» SELECTED TEXT
EncFS provides an encrypted filesystem in user-space. It runs in userspace,
using the FUSE library for the filesystem interface. EncFS is open source
software, licensed under the LGPL.

EncFS is now over 15 years old (first release in 2003).  It was written because
older NFS and kernel-based encrypted filesystems such as CFS had not kept pace with Linux
development.  When FUSE became available, I wrote a CFS replacement for my own
use and released the first version to Open Source in 2003.

EncFS encrypts individual files, by translating all requests for the virtual
EncFS filesystem into the equivalent encrypted operations on the raw
filesystem.

For more info, see:

 - The excellent [encfs manpage](encfs/encfs.pod)
 - The technical overview in [DESIGN.md](DESIGN.md)

## Status

Over the last 15 years, a number of good alternatives have grown up.  Computing
power has increased to the point where it is reasonable to encrypt the entire
filesystem of personal computers (and even mobile phones!).  On Linux, ecryptfs
provides a nice dynamically mountable encrypted home directory, and is well
integrated in distributions I use, such as Ubuntu.

EncFS has been dormant for a while.  I've started cleaning up in order to try
and provide a better base for a version 2, but whether EncFS flowers again
depends upon community interest.  In order to make it easier for anyone to
contribute, it is moving a new home on GitHub (2014).  Since then project has
been updated a few times thanks to several contributors, so if you're
interested in EncFS, please dive in!

» MATERIAL SUPPLIED
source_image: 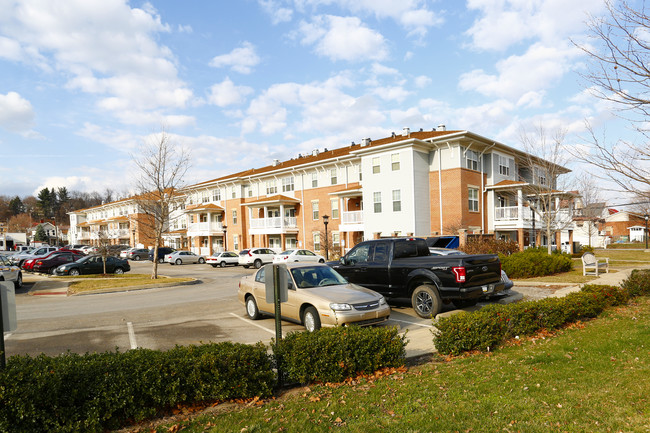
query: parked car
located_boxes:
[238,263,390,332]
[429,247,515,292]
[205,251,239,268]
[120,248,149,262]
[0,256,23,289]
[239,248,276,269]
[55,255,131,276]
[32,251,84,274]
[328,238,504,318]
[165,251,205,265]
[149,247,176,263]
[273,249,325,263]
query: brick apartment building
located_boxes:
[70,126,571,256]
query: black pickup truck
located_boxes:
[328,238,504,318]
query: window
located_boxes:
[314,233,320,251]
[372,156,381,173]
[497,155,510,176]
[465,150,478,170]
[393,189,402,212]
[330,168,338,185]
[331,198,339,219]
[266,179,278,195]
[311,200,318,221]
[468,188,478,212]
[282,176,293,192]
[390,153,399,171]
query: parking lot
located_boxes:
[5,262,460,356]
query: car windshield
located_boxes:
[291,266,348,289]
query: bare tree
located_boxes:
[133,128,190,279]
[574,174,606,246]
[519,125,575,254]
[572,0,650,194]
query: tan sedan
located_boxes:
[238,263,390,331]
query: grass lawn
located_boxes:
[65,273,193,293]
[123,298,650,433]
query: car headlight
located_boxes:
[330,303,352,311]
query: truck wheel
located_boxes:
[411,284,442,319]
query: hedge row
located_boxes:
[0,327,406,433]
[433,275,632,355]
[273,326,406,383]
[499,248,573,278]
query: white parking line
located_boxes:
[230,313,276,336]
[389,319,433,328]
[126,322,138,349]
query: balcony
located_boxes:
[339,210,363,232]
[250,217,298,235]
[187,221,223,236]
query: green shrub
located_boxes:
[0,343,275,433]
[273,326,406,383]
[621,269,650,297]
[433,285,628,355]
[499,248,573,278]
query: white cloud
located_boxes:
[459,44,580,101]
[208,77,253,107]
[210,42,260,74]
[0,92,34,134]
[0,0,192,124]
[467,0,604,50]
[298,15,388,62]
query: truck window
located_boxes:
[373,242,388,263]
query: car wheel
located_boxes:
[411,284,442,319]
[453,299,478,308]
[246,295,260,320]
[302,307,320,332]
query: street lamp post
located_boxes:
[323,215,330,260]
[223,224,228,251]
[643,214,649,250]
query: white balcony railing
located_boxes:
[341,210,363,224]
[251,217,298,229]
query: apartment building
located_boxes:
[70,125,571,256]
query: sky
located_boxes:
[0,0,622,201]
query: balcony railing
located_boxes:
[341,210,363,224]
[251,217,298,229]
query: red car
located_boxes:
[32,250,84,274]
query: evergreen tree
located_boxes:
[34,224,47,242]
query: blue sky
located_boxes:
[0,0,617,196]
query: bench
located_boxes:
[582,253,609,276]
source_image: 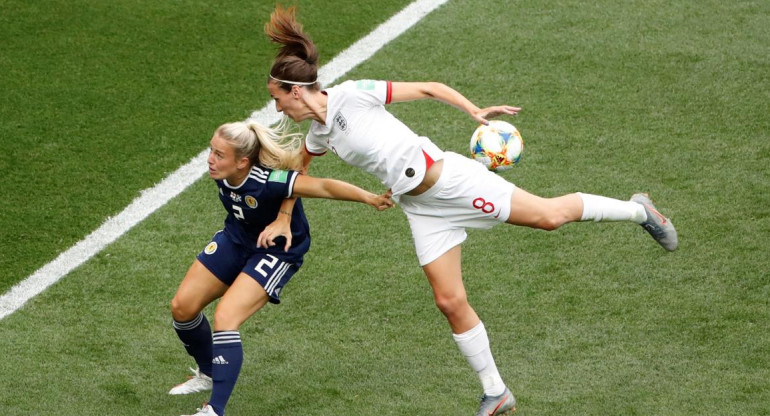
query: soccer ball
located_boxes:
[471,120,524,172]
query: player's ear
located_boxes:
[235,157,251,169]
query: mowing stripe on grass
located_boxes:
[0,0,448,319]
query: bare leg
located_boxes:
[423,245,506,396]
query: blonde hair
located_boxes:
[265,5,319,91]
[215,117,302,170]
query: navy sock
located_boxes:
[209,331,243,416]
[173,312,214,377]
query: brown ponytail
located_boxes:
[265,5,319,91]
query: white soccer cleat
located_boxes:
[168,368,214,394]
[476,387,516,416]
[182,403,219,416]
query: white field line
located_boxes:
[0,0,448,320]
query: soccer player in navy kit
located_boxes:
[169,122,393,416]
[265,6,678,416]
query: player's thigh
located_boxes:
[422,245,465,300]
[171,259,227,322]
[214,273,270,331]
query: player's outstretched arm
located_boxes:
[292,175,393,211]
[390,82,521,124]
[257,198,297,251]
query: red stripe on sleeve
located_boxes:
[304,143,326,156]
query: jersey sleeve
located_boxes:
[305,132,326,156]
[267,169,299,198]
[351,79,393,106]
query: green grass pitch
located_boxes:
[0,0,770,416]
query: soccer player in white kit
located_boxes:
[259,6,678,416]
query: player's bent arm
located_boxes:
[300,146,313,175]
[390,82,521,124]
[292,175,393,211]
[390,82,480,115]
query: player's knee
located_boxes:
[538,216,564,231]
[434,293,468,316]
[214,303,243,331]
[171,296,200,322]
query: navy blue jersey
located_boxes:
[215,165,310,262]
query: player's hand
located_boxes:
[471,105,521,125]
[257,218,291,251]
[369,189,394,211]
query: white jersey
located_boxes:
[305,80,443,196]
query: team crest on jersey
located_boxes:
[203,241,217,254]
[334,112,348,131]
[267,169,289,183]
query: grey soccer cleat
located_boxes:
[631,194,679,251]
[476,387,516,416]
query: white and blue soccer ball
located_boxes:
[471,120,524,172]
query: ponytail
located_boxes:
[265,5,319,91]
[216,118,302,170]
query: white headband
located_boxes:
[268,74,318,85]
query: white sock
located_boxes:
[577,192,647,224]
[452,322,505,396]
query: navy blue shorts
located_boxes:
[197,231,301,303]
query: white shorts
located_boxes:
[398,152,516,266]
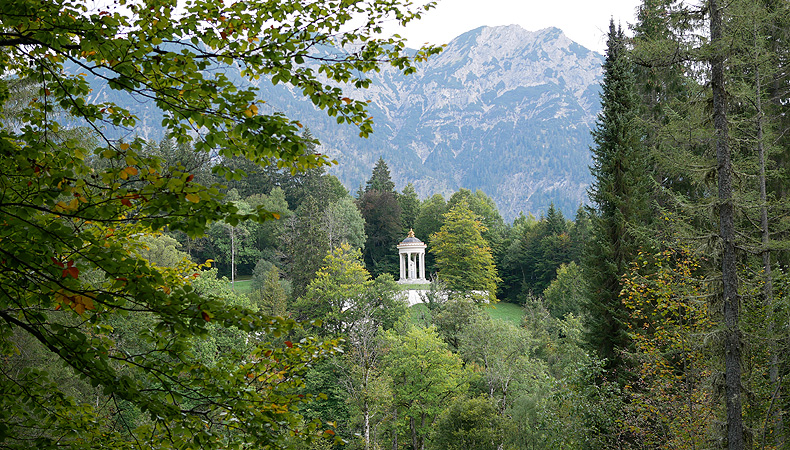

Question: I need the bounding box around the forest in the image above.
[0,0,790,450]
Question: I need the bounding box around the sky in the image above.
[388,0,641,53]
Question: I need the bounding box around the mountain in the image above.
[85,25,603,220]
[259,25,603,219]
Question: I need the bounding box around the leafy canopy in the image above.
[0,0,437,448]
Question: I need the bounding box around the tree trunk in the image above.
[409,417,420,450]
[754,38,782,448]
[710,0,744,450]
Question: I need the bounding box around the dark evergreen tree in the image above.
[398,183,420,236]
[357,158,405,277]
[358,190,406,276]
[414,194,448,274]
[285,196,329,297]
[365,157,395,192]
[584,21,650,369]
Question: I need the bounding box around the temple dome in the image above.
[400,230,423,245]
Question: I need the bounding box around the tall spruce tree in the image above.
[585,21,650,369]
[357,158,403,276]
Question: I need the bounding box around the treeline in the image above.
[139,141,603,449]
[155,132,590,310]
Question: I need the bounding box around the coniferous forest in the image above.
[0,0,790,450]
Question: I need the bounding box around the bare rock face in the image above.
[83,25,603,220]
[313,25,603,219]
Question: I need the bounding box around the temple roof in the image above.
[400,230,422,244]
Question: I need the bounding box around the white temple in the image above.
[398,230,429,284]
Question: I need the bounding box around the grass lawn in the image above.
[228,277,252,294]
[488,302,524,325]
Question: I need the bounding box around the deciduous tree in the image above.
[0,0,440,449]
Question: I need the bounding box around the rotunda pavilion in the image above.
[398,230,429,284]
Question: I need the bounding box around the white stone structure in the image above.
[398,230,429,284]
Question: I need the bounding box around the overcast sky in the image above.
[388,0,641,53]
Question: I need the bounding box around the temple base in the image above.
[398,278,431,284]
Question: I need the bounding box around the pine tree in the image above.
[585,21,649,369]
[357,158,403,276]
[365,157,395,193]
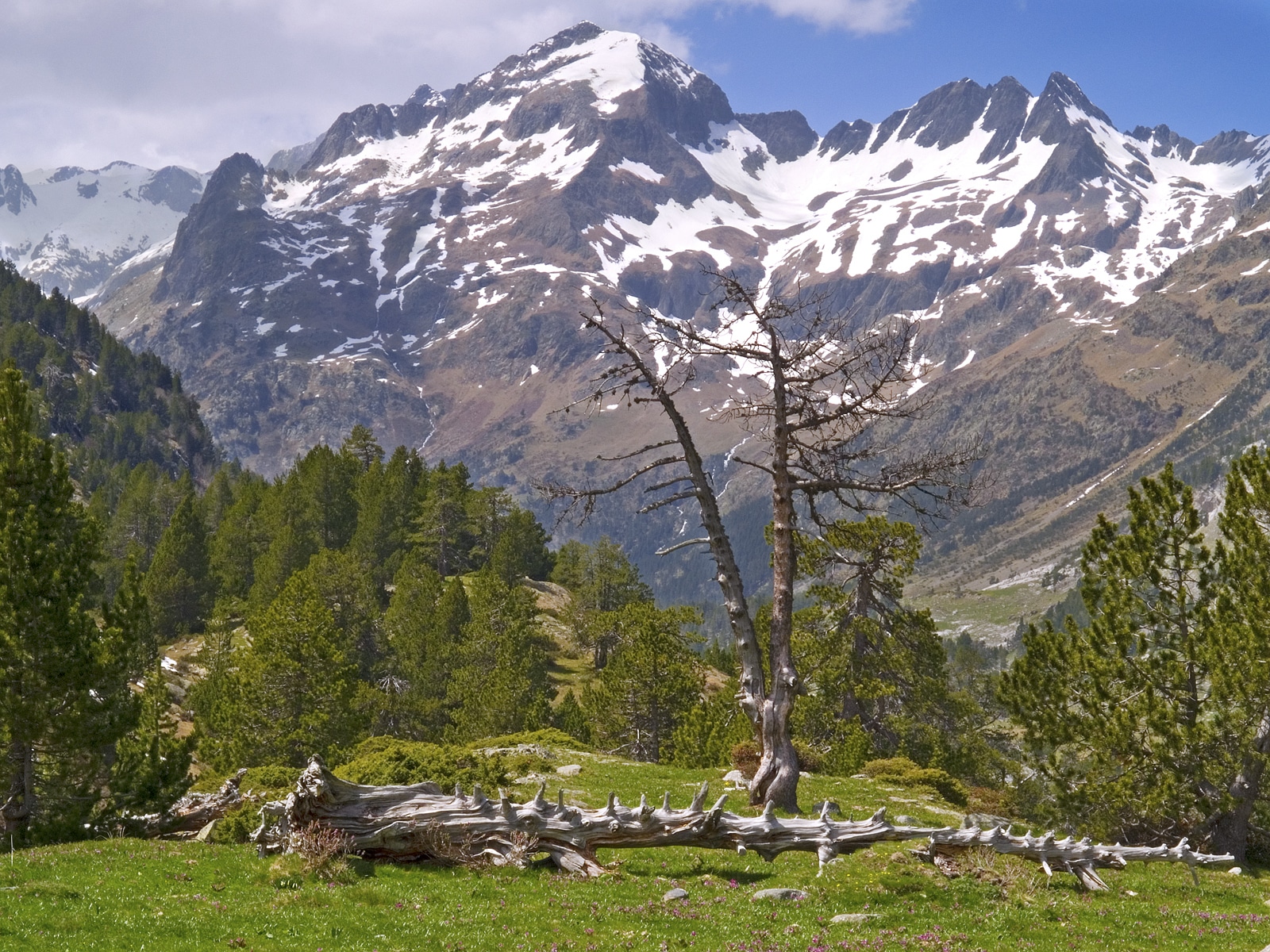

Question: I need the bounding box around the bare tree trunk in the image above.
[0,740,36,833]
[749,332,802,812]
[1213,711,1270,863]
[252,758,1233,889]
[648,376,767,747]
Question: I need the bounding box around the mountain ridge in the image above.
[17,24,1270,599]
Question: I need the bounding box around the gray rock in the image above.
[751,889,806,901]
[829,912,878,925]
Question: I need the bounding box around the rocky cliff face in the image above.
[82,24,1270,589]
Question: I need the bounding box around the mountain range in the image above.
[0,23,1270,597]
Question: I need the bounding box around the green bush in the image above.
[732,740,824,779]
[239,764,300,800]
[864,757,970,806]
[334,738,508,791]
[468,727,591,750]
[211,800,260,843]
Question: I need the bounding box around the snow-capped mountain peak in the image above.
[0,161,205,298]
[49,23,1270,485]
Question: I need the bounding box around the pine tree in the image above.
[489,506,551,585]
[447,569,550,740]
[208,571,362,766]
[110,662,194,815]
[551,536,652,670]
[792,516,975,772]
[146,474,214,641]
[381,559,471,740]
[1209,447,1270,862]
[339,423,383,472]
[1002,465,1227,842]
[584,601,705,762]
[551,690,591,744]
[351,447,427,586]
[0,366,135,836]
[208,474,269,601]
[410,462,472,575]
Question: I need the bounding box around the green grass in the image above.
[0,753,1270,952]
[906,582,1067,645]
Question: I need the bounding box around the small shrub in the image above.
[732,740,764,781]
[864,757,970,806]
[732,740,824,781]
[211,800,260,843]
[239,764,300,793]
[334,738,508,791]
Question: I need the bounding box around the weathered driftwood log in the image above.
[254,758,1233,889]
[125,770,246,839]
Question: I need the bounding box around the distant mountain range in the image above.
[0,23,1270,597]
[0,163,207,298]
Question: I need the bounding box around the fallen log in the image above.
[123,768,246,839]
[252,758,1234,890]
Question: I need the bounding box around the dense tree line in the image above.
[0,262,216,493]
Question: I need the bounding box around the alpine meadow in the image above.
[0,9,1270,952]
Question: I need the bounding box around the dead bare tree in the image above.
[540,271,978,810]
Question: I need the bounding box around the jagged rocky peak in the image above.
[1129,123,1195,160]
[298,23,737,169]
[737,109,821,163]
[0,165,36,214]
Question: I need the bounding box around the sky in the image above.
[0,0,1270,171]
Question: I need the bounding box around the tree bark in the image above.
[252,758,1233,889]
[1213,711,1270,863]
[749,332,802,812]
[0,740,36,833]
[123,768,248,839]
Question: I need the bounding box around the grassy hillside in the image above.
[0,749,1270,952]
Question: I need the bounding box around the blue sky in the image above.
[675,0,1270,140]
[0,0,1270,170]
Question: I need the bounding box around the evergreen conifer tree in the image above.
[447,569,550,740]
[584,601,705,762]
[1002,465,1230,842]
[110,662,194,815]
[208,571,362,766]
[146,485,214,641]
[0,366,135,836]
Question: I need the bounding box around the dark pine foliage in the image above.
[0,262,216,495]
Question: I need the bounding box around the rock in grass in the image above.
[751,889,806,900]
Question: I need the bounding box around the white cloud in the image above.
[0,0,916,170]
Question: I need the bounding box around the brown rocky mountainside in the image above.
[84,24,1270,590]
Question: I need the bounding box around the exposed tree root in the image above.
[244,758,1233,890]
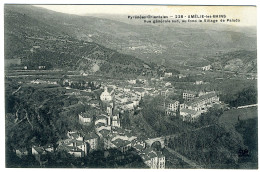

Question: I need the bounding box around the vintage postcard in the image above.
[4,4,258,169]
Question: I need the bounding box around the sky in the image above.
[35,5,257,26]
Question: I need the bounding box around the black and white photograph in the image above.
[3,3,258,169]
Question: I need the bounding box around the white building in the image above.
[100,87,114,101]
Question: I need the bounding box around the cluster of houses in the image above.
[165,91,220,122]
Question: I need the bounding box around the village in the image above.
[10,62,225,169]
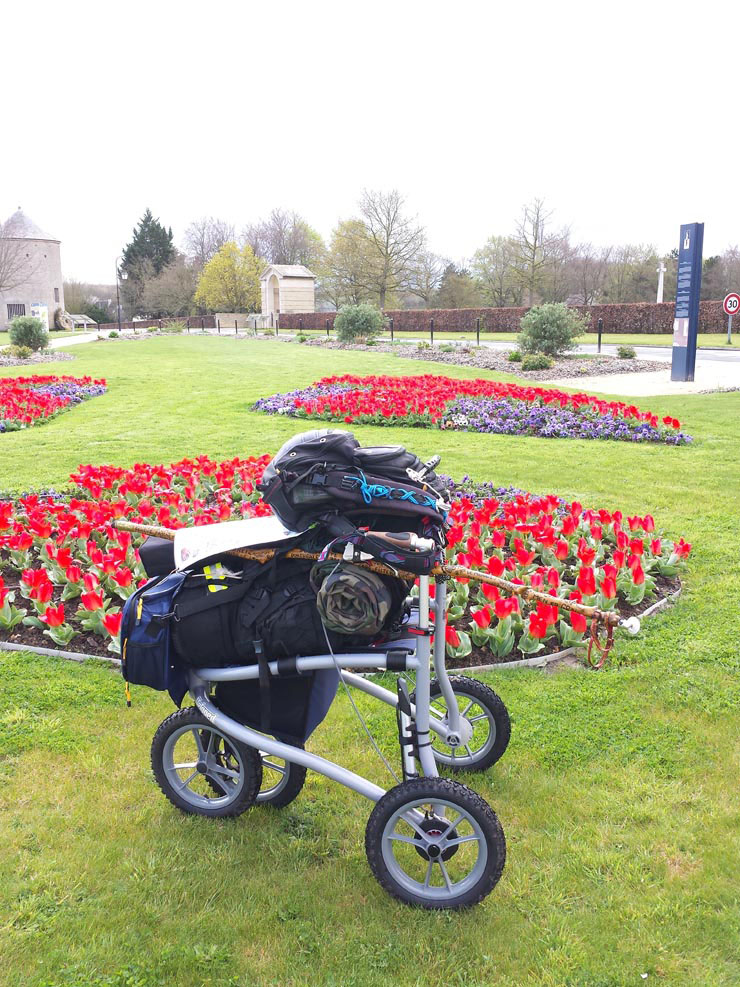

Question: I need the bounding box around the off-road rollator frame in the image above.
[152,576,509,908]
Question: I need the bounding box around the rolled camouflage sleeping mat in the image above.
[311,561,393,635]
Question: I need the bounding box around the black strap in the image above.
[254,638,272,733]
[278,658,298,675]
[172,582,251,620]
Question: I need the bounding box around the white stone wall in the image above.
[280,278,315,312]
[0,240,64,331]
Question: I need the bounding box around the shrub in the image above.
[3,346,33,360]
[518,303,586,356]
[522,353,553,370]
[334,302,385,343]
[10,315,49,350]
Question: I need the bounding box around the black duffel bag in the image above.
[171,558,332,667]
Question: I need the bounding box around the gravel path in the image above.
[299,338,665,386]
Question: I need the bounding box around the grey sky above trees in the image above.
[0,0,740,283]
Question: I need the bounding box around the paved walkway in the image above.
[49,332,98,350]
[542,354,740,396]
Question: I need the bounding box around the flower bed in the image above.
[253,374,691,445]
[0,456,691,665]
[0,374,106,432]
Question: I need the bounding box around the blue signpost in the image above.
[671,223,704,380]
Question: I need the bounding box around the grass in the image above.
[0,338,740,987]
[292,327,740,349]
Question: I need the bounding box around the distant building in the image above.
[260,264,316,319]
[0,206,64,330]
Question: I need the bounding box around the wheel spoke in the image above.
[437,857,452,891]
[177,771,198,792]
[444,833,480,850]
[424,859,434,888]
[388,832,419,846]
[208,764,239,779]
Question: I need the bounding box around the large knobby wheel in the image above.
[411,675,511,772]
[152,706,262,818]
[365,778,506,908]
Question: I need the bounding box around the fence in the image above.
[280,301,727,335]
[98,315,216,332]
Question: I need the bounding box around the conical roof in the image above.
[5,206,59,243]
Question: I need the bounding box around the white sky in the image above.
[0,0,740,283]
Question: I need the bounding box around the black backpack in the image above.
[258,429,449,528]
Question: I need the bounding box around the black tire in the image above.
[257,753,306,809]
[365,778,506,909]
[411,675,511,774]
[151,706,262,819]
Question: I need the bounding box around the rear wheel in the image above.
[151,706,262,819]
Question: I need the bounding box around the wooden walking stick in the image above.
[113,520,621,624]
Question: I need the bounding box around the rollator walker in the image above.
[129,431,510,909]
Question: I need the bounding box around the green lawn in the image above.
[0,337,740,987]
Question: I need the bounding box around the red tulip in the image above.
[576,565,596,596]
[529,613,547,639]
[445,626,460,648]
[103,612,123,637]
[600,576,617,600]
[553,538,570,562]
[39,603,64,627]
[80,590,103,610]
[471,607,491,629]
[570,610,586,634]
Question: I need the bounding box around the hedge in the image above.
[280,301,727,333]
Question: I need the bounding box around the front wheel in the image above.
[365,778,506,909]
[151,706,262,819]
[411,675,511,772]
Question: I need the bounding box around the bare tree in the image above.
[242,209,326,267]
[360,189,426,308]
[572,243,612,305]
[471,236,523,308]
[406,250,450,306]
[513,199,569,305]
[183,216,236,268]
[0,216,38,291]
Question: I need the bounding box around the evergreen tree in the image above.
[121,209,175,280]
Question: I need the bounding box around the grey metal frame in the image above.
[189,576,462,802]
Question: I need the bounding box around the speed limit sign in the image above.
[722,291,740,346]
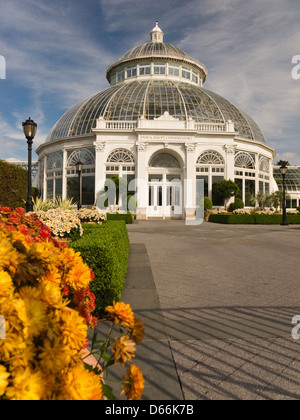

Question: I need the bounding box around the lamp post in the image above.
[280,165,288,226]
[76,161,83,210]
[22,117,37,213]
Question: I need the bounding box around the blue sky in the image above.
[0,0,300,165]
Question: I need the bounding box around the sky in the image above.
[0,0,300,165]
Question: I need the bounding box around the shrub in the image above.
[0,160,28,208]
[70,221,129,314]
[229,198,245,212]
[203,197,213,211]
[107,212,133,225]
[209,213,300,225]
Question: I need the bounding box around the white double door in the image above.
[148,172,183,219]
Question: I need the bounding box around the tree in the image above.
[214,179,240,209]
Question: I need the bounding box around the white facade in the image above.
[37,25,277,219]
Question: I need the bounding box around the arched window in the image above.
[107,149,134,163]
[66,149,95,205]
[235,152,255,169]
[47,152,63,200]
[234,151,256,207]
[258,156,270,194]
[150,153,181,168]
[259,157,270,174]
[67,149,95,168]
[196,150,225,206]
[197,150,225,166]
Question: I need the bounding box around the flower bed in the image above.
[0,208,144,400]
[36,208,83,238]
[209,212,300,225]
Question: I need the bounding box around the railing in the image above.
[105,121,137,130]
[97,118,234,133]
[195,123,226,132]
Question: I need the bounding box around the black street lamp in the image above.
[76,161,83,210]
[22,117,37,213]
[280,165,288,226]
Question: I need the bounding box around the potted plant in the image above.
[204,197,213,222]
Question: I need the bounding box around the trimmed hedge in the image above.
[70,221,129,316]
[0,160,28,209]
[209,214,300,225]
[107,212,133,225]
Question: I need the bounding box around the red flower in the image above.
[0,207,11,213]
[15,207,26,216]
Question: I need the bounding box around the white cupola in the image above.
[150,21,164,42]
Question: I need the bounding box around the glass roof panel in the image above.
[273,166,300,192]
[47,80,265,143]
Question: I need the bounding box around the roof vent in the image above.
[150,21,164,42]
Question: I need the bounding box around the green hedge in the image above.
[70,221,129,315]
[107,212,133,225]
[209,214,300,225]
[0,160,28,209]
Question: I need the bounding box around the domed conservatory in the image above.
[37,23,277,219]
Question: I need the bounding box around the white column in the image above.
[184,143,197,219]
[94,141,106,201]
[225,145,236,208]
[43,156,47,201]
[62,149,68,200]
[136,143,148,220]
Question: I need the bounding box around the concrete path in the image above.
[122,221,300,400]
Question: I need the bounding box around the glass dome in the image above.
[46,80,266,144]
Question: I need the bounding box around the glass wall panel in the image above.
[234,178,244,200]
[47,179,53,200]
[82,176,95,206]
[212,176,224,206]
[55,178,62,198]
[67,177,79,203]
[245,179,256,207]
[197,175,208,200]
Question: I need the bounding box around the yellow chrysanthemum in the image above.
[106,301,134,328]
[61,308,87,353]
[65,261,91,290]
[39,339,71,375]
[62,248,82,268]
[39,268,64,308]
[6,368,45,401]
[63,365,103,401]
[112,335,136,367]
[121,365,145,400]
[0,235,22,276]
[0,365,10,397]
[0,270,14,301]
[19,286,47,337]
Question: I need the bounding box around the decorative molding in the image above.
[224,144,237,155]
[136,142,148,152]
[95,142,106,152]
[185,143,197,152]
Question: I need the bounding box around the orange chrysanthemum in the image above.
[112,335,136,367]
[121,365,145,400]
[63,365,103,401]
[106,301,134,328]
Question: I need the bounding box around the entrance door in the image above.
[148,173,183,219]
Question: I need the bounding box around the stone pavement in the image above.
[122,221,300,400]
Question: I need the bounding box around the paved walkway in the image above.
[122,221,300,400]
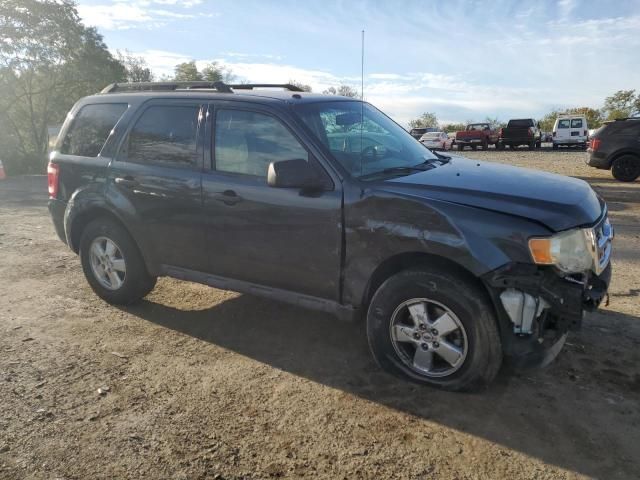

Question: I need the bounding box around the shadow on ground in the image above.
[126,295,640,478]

» DIRECTIVES
• A. Reproduce the EncFS overview word for word, everything from "EncFS provides an" down to "filesystem.".
• B. In the EncFS overview, which library does EncFS use for its filesystem interface?

» RESPONSES FOR EACH TASK
• A.
EncFS provides an encrypted filesystem in user-space. It runs in userspace,
using the FUSE library for the filesystem interface. EncFS is open source
software, licensed under the LGPL.

EncFS is now over 15 years old (first release in 2003).  It was written because
older NFS and kernel-based encrypted filesystems such as CFS had not kept pace with Linux
development.  When FUSE became available, I wrote a CFS replacement for my own
use and released the first version to Open Source in 2003.

EncFS encrypts individual files, by translating all requests for the virtual
EncFS filesystem into the equivalent encrypted operations on the raw
filesystem.

• B. The FUSE library.